Don't underestimate the power of doodling. In a democracy, Mo Willems says, "voting is a lot like doodling. It's a form of self-expression, and you discover sort of who you really are as you do it." On Election Day (7 p.m. ET/4 p.m. PT) on the Kennedy Center's website, Willems will encourage self-expression for anyone who tunes in to Democracy Doodle 2020, regardless of age or political persuasion.
Willems says they'll do three drawing exercises, each accompanied by a different musician from the National Symphony Orchestra. As the Kennedy Center's education artist-in-residence, Willems has been encouraging kids to take regular doodle breaks since the early days of the pandemic.
In a video series called Lunch Doodles With Mo Willems!, he held guided drawing sessions from his studio. He sits at a table, pulls out a blank sheet of paper, selects a marker and starts doodling, encouraging children at home to do the same.
With his oddball sense of humor, Willems calmly answers kids' questions and talks about his career as an animator and writer for Sesame Street and creating The Pigeon and Elephant & Piggie books. Lunch Doodles has been so popular, Willems followed it up with similar series: Thank You Thursdays, The Yo-Yo Mo Show with cellist Yo-Yo Ma and, most recently, The Small Works Project.
"I tend to think of my books as questions I don't know the answers to and these videos are sort of me reflecting," Willems said in an interview. "I'm going to be anxious on Nov. 3. And I know that they're going to be a lot of families and kids learning new vocabulary words, while parents are yelling at the screens. And I thought, you know, 'I could use a break, and if I could use a break, then maybe other people could as well.' "
□ □ □ □
=== Required work ===
Write out the passage on Mo Willems's doodling sessions between "In a video series" and "Small Works Project.", inclusive.

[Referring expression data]
□ □ □ □
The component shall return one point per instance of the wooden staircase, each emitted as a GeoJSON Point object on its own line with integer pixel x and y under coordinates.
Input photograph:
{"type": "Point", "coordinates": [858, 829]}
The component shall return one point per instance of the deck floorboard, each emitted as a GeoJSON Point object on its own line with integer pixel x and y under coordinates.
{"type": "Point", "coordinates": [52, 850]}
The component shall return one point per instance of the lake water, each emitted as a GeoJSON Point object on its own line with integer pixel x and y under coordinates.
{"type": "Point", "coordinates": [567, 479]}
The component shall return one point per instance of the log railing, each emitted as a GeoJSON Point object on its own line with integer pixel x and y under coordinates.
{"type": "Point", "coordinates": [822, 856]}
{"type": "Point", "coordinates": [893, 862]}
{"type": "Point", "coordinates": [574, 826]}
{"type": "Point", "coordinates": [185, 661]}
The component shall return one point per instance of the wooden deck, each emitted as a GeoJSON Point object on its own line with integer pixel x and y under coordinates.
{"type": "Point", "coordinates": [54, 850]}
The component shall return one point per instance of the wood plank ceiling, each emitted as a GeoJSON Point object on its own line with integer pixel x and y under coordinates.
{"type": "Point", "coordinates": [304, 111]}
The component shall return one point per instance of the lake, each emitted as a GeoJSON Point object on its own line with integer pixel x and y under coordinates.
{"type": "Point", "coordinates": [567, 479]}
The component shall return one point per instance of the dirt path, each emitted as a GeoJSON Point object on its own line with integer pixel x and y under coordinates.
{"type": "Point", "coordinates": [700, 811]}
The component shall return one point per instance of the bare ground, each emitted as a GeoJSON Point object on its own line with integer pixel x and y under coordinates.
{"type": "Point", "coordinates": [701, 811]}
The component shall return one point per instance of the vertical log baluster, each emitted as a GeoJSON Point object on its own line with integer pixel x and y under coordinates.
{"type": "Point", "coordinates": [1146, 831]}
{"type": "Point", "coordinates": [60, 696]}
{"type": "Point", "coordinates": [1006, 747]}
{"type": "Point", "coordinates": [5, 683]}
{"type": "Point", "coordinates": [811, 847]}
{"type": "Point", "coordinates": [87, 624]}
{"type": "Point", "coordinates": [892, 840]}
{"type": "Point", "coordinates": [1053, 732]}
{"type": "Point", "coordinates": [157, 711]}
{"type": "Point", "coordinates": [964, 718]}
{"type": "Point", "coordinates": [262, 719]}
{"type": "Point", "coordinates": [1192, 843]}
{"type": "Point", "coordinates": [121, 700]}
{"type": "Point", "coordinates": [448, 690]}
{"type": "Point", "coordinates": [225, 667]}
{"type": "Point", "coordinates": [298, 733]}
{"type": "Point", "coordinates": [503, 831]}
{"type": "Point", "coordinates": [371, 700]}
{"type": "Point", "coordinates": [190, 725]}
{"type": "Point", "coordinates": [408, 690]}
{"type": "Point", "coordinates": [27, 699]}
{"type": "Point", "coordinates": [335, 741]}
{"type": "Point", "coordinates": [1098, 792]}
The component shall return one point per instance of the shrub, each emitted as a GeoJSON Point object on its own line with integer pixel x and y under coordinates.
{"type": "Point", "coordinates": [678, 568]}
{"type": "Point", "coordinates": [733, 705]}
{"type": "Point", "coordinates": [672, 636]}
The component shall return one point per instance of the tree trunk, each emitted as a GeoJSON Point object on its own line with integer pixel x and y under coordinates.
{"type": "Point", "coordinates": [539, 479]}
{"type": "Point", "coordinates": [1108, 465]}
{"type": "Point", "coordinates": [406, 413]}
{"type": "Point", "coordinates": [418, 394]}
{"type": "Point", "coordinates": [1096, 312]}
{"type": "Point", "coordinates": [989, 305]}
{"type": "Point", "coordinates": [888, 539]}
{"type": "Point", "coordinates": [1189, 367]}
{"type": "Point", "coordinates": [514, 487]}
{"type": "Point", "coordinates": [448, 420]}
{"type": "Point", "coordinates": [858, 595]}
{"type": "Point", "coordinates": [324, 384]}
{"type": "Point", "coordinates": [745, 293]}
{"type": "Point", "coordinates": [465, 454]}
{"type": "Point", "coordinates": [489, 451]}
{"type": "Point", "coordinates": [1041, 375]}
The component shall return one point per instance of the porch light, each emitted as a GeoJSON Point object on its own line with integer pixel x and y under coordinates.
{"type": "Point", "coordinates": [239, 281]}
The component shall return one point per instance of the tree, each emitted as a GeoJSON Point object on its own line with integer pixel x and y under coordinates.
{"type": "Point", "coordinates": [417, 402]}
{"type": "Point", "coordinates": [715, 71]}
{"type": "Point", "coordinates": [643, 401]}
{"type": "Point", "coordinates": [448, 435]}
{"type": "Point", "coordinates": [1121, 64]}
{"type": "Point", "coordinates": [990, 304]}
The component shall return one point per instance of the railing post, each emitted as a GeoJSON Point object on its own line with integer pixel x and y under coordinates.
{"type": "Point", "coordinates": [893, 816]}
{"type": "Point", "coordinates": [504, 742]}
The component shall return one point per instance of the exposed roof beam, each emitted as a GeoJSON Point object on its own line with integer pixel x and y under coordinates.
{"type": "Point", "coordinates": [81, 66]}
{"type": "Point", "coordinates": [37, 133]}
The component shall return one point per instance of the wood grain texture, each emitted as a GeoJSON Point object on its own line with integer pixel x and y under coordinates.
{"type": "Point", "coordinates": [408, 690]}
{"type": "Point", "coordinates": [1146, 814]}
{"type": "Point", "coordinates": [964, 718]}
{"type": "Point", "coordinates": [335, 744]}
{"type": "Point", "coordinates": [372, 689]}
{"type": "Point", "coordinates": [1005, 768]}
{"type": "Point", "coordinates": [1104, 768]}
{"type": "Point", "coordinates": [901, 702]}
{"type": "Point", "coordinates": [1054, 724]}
□ □ □ □
=== Written response ===
In a video series called Lunch Doodles With Mo Willems!, he held guided drawing sessions from his studio. He sits at a table, pulls out a blank sheet of paper, selects a marker and starts doodling, encouraging children at home to do the same.
With his oddball sense of humor, Willems calmly answers kids' questions and talks about his career as an animator and writer for Sesame Street and creating The Pigeon and Elephant & Piggie books. Lunch Doodles has been so popular, Willems followed it up with similar series: Thank You Thursdays, The Yo-Yo Mo Show with cellist Yo-Yo Ma and, most recently, The Small Works Project.